» Task to carry out
Repeat the following rows verbatim, omitting the pictures.

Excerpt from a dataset
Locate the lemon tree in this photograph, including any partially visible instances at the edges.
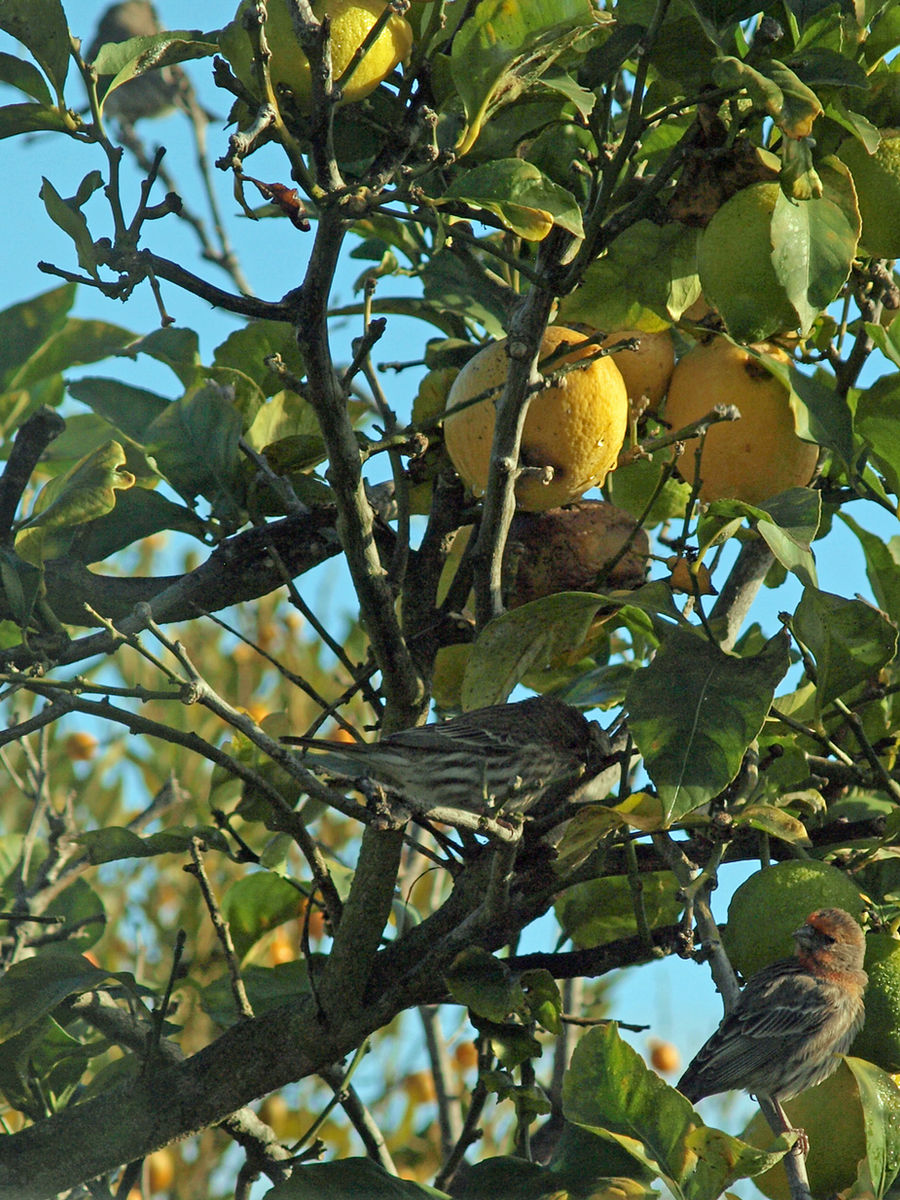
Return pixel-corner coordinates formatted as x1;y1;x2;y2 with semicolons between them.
444;325;628;511
221;0;412;112
8;0;900;1200
722;858;863;978
665;337;818;504
838;128;900;258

» Correct output
Locate the lemon tree in this photograph, including any partially visible instances at the edges.
Return pixel-corner coordinates formatted as x1;y1;x2;y2 with semicolons between them.
444;325;628;511
221;0;412;112
8;0;900;1200
722;858;863;978
665;337;818;504
838;128;900;258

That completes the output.